◆ **Source excerpt**
This operators computes an equalized time series of an input time series with date time indices.## Description

The output time series will have new equidistant index values.
The configuration of the new index values are defined by the parameter *equalize method*.
Each method has different ways how the number of examples, start date, stop date and step size of the new index values are determined.
For details see the description of the parameter *equalize method*.

Note that the time domain (see parameter *time domain*) is an important distinction for equalizing time stamps.
Calendar entries for example are not equidistant on a time duration scale (e.g. months have different length).
Nevertheless for many use cases (e.g. sales time series) it is important to have monthly 'equidistant' time stamps.
In other use cases (e.g. sensor data) it is important to have equidistant time stamps on a microsecond scale.

The new values of the equalized time series attributes will be computed by using the same functionality as the *Replace Missing Values (Series)* operator (note that this functionality is configured to ensure finite values).
The three parameters *replace type numerical*, *replace type nominal* and *replace type date time* defines how the new values are computed.

This operator works on all time series (numerical, nominal, date-time) which have date time indices.

## Input

- example set (IOObject)
The ExampleSet which contains the time series data as attributes.

## Output

- equalized example set (IOObject)
The ExampleSet contains the equalized time series.

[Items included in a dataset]

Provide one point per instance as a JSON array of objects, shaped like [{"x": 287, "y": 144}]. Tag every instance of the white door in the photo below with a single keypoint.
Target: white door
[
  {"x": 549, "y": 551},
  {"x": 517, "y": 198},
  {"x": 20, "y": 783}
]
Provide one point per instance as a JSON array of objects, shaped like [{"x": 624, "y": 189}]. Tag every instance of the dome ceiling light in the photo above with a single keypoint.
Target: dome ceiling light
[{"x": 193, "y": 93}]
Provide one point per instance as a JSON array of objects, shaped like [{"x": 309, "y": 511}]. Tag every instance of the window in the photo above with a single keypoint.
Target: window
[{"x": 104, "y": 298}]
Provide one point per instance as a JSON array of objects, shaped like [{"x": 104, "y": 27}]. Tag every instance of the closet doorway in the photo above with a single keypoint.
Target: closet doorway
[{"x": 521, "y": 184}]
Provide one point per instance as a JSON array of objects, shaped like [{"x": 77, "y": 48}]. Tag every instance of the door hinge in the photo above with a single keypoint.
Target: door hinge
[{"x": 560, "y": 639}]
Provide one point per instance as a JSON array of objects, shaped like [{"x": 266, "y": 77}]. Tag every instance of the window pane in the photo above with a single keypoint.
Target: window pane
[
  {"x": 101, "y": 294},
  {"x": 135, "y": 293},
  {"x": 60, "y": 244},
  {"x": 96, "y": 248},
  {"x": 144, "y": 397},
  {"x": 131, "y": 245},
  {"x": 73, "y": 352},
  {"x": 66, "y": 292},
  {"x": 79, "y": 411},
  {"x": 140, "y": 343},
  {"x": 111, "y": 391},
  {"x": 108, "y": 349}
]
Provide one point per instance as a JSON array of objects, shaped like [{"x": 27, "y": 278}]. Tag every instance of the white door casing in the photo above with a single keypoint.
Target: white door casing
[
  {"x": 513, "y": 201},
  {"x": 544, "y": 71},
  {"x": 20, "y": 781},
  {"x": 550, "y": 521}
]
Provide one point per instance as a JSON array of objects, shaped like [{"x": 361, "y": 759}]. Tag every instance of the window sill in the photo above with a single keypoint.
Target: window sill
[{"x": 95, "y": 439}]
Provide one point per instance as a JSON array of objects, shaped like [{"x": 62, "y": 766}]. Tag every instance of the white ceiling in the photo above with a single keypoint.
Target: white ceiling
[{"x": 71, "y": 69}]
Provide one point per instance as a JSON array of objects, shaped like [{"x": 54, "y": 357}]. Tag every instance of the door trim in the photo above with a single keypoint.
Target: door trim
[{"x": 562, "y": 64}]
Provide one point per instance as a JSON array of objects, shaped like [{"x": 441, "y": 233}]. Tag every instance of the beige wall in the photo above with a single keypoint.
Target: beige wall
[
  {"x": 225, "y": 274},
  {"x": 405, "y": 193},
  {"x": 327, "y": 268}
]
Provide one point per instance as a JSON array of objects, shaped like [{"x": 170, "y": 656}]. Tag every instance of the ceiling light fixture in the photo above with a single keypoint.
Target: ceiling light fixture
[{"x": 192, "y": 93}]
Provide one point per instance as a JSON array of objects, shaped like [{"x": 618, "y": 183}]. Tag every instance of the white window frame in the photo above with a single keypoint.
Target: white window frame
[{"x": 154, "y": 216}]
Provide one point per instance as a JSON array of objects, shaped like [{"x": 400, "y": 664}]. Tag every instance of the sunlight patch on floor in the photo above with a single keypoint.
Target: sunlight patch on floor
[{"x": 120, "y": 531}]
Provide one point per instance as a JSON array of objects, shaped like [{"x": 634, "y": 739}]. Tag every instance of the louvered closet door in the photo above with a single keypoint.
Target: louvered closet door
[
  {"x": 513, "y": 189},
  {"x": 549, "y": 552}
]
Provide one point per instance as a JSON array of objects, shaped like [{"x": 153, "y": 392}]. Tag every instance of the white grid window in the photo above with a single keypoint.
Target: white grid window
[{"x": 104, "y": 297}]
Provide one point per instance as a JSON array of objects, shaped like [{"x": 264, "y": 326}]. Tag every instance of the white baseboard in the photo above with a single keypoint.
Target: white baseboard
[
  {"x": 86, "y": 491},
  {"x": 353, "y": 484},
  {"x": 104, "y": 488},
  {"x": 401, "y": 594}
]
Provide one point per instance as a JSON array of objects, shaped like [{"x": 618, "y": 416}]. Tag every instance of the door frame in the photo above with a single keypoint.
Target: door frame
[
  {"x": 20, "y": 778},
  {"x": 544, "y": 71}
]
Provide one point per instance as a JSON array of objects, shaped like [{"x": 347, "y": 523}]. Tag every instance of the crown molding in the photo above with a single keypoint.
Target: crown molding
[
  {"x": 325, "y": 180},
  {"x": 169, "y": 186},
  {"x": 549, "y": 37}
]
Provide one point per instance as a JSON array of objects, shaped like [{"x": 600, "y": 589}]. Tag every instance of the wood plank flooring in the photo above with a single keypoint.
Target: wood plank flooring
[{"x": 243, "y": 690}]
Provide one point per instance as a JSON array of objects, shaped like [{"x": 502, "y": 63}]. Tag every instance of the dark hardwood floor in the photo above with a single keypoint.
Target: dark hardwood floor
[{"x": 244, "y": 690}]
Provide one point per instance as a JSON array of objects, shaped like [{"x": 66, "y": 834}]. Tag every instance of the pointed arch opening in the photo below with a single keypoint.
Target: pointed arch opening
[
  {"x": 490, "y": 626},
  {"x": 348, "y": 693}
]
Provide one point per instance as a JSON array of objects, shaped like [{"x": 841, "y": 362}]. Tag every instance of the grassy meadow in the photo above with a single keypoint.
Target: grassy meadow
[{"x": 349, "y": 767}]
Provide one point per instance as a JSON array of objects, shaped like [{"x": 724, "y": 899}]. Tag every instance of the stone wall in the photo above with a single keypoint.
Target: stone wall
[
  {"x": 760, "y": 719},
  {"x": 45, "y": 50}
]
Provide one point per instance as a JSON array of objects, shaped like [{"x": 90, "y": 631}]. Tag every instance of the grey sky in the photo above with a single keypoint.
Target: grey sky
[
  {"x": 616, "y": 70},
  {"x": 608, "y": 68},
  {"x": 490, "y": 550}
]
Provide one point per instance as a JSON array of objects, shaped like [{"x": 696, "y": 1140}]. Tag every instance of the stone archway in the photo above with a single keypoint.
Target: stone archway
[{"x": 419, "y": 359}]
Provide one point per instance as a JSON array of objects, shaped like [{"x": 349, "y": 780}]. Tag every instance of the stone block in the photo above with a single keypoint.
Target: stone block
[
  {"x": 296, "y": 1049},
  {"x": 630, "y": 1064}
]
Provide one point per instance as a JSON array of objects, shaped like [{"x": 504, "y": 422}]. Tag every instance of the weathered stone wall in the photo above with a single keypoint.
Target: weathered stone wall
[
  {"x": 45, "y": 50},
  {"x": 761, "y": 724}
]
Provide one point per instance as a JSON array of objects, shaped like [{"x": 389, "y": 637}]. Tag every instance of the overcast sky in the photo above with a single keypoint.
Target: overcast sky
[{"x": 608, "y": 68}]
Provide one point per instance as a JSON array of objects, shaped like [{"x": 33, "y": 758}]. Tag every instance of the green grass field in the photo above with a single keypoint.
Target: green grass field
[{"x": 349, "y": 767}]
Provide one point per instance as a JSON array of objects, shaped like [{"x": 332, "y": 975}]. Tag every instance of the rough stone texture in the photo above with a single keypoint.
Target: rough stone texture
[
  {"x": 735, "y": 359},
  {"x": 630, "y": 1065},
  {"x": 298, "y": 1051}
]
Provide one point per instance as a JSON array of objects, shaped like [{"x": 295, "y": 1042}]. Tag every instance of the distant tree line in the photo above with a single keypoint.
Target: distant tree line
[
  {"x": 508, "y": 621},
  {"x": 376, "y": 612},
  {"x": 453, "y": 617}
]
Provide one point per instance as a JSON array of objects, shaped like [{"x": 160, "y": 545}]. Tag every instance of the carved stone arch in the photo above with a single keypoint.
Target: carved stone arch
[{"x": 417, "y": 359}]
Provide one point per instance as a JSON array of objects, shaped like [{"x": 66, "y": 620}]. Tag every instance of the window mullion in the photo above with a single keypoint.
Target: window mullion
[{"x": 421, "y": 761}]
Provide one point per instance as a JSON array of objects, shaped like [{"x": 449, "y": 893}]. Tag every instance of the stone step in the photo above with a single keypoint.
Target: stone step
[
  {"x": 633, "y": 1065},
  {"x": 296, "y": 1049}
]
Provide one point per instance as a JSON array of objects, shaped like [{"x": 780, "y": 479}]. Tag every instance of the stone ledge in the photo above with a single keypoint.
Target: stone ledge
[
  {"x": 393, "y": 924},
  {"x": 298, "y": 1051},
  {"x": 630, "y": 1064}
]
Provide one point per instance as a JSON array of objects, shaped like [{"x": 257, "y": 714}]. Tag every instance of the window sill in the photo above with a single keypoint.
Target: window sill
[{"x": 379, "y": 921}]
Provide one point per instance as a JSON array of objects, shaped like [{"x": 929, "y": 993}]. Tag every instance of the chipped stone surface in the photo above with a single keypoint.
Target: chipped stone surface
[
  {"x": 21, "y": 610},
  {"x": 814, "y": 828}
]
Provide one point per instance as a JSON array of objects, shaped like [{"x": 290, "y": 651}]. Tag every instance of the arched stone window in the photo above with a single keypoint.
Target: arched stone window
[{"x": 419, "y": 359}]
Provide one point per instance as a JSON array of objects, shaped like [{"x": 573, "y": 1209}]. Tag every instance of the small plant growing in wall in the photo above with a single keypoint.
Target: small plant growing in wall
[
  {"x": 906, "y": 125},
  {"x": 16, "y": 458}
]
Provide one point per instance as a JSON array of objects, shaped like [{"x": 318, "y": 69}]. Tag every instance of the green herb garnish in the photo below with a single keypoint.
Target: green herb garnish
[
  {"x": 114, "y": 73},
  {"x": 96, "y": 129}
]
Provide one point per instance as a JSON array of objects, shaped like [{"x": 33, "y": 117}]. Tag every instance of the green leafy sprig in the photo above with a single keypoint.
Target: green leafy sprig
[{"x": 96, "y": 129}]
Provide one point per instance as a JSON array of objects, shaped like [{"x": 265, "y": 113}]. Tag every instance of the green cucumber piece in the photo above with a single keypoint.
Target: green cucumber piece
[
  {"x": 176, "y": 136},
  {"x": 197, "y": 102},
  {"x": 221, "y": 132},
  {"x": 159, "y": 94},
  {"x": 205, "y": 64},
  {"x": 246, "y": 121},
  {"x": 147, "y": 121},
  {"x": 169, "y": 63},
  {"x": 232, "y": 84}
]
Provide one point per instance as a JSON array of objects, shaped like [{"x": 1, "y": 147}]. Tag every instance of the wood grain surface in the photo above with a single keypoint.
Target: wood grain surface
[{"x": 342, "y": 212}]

◆ **Aim 1**
Summarize the operator description in two sentences.
◆ **Aim 2**
Using the operator description, state whether each statement agrees with it, answering yes or no and quoting the words that decide it: (a) the output time series has equidistant index values; (b) the operator works only on numerical time series; (c) calendar entries are equidistant on a time duration scale.
The entries have no connection to the operator description.

◆ **Correct result 1**
The operator turns an input time series with date time indices into an equalized series with new equidistant index values, and the *equalize method* parameter determines how the number of examples, start date, stop date and step size are set. The new attribute values are computed with the same functionality as the *Replace Missing Values (Series)* operator and are controlled by three replace type parameters, and the operator works on numerical, nominal and date-time series that have date time indices.

◆ **Correct result 2**
(a) Yes: "The output time series will have new equidistant index values."
(b) No: "This operator works on all time series (numerical, nominal, date-time) which have date time indices."
(c) No: "Calendar entries for example are not equidistant on a time duration scale"